((
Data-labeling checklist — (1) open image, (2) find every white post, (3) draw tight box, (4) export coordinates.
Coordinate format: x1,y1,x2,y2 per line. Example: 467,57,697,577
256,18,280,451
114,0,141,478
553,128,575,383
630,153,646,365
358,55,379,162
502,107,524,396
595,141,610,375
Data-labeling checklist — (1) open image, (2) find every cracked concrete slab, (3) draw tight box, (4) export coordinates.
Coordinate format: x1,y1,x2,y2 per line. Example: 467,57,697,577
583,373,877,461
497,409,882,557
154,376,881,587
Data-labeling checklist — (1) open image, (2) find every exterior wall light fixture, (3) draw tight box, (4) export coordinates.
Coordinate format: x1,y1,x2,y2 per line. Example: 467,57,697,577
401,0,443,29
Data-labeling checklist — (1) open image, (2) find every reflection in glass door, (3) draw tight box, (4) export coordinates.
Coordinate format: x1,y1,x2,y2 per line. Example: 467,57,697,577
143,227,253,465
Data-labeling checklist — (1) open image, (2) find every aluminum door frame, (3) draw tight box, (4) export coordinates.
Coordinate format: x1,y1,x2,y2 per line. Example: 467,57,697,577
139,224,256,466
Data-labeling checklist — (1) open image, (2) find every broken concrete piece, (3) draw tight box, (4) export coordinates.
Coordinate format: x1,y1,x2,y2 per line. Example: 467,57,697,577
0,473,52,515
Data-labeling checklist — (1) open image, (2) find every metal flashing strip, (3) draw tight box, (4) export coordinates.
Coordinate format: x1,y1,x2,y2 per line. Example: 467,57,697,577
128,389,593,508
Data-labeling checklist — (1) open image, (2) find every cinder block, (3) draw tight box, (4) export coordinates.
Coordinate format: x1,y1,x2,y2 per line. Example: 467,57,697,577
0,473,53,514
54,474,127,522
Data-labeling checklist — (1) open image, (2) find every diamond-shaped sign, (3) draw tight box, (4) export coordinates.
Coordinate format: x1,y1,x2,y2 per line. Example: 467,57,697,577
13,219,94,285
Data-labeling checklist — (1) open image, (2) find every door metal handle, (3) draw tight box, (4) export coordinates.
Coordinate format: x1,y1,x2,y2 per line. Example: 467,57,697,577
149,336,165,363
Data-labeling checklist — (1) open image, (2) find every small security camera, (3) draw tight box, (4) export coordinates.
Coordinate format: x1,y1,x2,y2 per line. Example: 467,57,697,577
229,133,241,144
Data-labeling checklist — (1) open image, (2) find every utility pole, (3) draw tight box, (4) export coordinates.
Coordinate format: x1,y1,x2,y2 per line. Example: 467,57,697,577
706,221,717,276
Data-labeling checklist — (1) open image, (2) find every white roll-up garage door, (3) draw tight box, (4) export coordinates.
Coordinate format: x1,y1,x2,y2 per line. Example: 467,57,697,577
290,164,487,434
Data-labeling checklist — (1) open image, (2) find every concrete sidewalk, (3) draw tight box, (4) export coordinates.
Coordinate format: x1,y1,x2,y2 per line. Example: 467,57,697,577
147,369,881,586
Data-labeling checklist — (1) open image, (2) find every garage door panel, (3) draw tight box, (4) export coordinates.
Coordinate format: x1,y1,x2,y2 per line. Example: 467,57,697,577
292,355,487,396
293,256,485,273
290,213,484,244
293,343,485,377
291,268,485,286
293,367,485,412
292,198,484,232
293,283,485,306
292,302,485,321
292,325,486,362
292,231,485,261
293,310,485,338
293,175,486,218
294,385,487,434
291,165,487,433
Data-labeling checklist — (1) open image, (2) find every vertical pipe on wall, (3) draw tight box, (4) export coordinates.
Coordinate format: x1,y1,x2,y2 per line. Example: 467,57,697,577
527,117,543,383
))
Directions: Exactly as they stand, repeat all the records.

Reply to the task:
Data-labeling checklist — (1) open image, (2) find every white post, (3) draw tight box, (4) export coordinates.
Coordinate format: x1,y1,x2,y2 per line. Example: 467,57,697,577
256,18,280,451
114,0,141,478
553,128,575,383
630,153,646,365
358,55,379,162
502,107,524,396
595,141,610,375
Data-labeling checklist — (1) open image, (2) find every cracked concrete slab, (3) draw tight box, (4) export coordinates.
Coordinate format: x1,y1,x2,y2 per line. Example: 467,57,697,577
583,373,877,461
497,409,882,557
154,376,881,587
Data-labeling checklist — (1) open image, (2) find every exterior wall light fixture, (3) draw tight box, (4) export coordinates.
Coordinate format: x1,y1,x2,y2 per line. Example: 467,57,697,577
401,0,443,29
Data-labeling checklist — (1) open image, (2) find every reflection in glass door, (3) draw tight box, (4) export coordinates.
Coordinate format: x1,y1,x2,y2 per line. Example: 467,57,697,577
143,227,253,465
Data-labeling checklist — (1) open image, (2) find every aluminum door frame, (3) draw tight box, (4) export coordinates.
Coordinate format: x1,y1,x2,y2 per line. Example: 467,57,697,577
139,224,256,466
Data-labeling checklist — (1) open image, (2) find every broken concrete piece, (3) draw tight box, (4) export coordinates.
Coordinate format: x1,y1,x2,y2 per line. Example: 467,57,697,577
0,473,52,515
Data-labeling checklist — (1) open image, (2) find every metal flashing strip, (3) draw tight box, (4) export coordinates.
Coordinate format: x1,y1,x2,y2 per line. Example: 467,57,697,577
128,389,593,508
Data-labeling checklist — (1) open image, (2) find every cinder block, (3) draw tight box, (4) export coordinates.
Coordinate format: x1,y1,x2,y2 per line. Example: 467,57,697,577
0,473,53,514
54,474,127,522
Data-labeling checklist — (1) open image, (2) find every diamond-shaped sign, (3) draw tight box, (4) export coordinates.
Coordinate format: x1,y1,x2,y2 per line. Example: 467,57,697,577
13,219,94,285
Data-labeling checklist — (1) open image, (2) find every door metal handle, (3) draw tight box, (4) export coordinates.
Coordinate format: x1,y1,x2,y2 per line. Example: 467,57,697,577
149,336,165,363
Data-labeling checklist — (1) open image, (2) find every small security camera, (3) draw tight box, (4) export coordinates.
Coordinate format: x1,y1,x2,y2 per line. Example: 467,57,697,577
229,133,241,144
Data-labeling checklist — (1) open image, (2) find every utility pole, (3) draw tight box, (4) export coordinates.
Coordinate format: x1,y1,x2,y2 per line. Example: 467,57,697,577
706,221,717,276
Data-labeling checklist — (1) open image, (2) find every white roll-up garage door, (3) draw tight box, (4) export coordinates.
Coordinate format: x1,y1,x2,y2 per line. Example: 467,57,697,577
290,164,487,434
Data-labeling checklist — (1) open image, (2) find every concrete sidewalk, (3) draw tight box, (4) export coordinates.
Coordinate format: x1,y1,x2,y2 per line. Example: 467,57,697,577
147,369,881,586
Data-labeling checklist — (1) open image, (2) find every garage door panel, (3) draw tight box, (4) export coordinates.
Coordinate format: x1,y1,x2,y2 per line. Example: 467,57,697,577
292,355,487,396
293,256,485,273
290,213,484,244
293,343,485,377
291,268,485,286
293,367,485,412
292,198,484,232
293,283,485,306
292,302,485,321
292,325,486,362
292,231,485,261
293,310,485,338
293,175,486,218
294,385,487,434
291,165,487,433
Data-labeling checklist — (1) open image, (2) find every vertical pipe on wall, (3) draw tight box, (4) export coordinates.
Coordinate format: x1,y1,x2,y2 per line. Example: 467,57,697,577
527,117,543,383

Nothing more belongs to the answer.